> [与えられた指示 1]: 一覧の中から「green」という文字列を含む行をすべて特定し、その行を書き写してください。

> [読む文章]:
+ + + + + + +

あっという間にゴールデンウィークも残りわずか。楽しい時はあっという間に過ぎ去るものですね。
さて、先日は久々の美術館見学に関しての記事を綴りましたが、今日は、絵画つながりで、ムソルグスキーの組曲「展覧会の絵」について語りたいと思います。
ご存知の通り、冒頭はトランペットのソロで始まります。とっても緊張するんです、最初のGの音。私はこの曲は、全曲をきちんと吹いたことはありません。(曲の最後の「キエフの大きな門」は何度も吹きました)演奏会の曲目決定の際、この曲が候補に挙がるたびに首脳陣に呼び出されて、「吹ける?」と聞かれた記憶が蘇ります。自分としてはいけそうなので「吹けます♪」と答えましたが、結局、他の楽器や予算的な部分で決定までは至らず、いまだに吹けていない曲です。プロの方でもこの冒頭はやはり嫌だと仰っていました。
ほとんどの人がラベル編曲の「展覧会の絵」を聴いているのではないかと思いますが、リムスキー・コルサコフ版もあります。冒頭はトランペットソロではなく、弦楽合奏になっていたように記憶しています(間違っていたらすみません)。ですが、やはりラベル版が安心して聴けるといいますか、自然と聴けるような気がします。
さて、私が所有しているにはカラヤンのものばかりなのですが、3つのCDのうち、2つがライヴレコーディングのものです。1つ目がこちら。
1979年の来日公演のCDです。カラヤン生誕100周年記念BOXの中の1枚が「展覧会の絵」です。巨大なホール、今は無き普門館での収録です。
もう1点が、1988年の最後の来日公演のCDです。こちらはブラームスの交響曲第1番、チャイコフスキーの交響曲第6番がそれぞれメインで、3種類のCDが発売されました(残念なことにジャケットが全て同じなんです。もう少しバリエーションを期待したんですけれど‥‥)。それがこちら。

+ + + + + + +

> [抽出した一覧]:
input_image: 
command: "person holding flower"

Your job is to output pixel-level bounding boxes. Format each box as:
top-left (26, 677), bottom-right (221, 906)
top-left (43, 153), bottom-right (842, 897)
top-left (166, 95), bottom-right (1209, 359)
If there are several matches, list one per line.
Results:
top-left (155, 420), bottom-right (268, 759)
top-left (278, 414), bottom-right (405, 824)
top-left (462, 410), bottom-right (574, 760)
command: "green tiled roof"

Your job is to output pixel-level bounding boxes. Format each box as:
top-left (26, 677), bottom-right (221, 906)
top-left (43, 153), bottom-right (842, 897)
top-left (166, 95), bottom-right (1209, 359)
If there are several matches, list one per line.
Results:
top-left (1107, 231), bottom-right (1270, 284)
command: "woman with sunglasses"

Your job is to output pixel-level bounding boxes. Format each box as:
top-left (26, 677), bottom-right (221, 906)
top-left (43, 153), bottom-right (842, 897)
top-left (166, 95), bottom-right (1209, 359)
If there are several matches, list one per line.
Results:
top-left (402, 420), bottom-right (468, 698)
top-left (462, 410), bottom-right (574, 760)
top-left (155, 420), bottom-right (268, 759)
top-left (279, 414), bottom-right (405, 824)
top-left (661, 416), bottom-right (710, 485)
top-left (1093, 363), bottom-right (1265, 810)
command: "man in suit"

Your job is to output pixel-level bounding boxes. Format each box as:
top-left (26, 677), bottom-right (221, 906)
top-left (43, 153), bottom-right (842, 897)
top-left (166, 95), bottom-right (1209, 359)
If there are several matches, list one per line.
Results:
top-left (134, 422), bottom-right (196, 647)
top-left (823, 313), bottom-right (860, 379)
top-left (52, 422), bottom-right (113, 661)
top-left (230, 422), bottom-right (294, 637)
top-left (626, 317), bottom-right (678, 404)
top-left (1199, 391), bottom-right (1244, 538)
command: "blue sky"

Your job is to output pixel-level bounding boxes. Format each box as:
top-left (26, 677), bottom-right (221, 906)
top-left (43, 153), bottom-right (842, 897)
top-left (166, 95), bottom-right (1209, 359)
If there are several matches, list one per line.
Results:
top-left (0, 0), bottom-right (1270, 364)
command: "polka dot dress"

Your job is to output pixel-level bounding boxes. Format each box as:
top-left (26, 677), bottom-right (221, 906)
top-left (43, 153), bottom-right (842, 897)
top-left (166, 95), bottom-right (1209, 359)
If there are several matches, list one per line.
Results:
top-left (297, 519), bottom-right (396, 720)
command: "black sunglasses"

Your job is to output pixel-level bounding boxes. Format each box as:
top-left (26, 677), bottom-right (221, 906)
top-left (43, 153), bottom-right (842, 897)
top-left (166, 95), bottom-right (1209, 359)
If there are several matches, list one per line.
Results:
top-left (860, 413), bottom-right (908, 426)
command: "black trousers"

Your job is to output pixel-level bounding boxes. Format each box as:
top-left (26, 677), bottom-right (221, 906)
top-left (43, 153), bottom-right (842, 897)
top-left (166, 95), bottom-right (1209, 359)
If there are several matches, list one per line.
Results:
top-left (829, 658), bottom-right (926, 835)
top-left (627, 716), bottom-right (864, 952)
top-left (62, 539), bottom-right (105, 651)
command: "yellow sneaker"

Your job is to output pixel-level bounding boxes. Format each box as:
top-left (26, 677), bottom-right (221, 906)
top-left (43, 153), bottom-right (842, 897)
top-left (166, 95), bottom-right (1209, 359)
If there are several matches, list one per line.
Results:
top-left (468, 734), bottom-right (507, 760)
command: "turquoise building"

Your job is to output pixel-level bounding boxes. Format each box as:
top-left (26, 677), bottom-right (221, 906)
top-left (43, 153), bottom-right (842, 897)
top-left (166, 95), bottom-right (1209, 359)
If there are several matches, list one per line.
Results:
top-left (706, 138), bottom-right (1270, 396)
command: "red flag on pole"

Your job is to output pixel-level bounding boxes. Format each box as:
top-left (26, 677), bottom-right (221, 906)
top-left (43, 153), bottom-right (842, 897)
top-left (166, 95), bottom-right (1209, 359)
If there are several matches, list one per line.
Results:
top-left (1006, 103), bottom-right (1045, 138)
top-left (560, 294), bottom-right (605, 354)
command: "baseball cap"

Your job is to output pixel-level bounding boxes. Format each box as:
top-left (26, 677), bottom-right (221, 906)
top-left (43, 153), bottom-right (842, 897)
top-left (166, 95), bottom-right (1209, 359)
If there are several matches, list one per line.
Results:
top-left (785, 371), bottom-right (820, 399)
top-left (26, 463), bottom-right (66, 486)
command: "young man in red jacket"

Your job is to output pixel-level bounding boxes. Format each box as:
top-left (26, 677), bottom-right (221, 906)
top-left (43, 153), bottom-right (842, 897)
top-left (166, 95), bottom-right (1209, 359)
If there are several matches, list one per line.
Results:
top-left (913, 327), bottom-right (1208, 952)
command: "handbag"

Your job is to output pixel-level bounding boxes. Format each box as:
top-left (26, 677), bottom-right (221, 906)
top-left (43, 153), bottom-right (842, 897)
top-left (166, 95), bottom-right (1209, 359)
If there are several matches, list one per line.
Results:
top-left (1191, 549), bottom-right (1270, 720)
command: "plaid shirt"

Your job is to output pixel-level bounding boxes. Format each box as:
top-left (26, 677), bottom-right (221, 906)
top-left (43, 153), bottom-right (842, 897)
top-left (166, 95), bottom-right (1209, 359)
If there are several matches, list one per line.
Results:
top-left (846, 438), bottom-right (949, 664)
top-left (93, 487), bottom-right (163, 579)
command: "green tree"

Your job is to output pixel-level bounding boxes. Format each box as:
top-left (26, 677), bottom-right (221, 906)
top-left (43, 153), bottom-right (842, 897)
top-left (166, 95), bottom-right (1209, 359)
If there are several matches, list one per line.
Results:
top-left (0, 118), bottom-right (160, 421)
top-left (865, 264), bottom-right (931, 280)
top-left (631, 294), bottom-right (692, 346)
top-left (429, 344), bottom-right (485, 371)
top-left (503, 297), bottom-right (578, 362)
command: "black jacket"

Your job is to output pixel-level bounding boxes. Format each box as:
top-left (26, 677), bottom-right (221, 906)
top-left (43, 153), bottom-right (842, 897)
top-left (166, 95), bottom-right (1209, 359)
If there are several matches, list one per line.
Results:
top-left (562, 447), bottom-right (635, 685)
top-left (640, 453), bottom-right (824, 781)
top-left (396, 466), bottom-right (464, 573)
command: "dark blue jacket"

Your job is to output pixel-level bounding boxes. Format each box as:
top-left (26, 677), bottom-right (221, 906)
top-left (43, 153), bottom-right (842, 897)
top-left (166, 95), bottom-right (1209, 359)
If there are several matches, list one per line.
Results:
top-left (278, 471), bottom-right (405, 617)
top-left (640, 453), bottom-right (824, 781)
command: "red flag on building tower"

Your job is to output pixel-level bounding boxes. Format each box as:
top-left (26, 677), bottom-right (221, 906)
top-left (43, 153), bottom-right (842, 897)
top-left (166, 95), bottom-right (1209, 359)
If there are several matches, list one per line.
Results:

+ + + + + + +

> [与えられた指示 2]: 「展覧会の絵」をめぐる文章の要点を二文でまとめよ。

> [正しい回答 1]:
command: "green tiled roof"
command: "green tree"

> [正しい回答 2]: 筆者は、ムソルグスキーの組曲「展覧会の絵」について、冒頭のトランペットソロはとても緊張するもので、演奏会の候補に挙がっても決定に至らず、いまだに全曲を吹けていないと語っている。また、リムスキー・コルサコフ版もあるがラベル版のほうが自然に聴けると述べ、所有するカラヤンのCD3枚のうち2枚が1979年と1988年の来日公演のライヴ録音だと紹介している。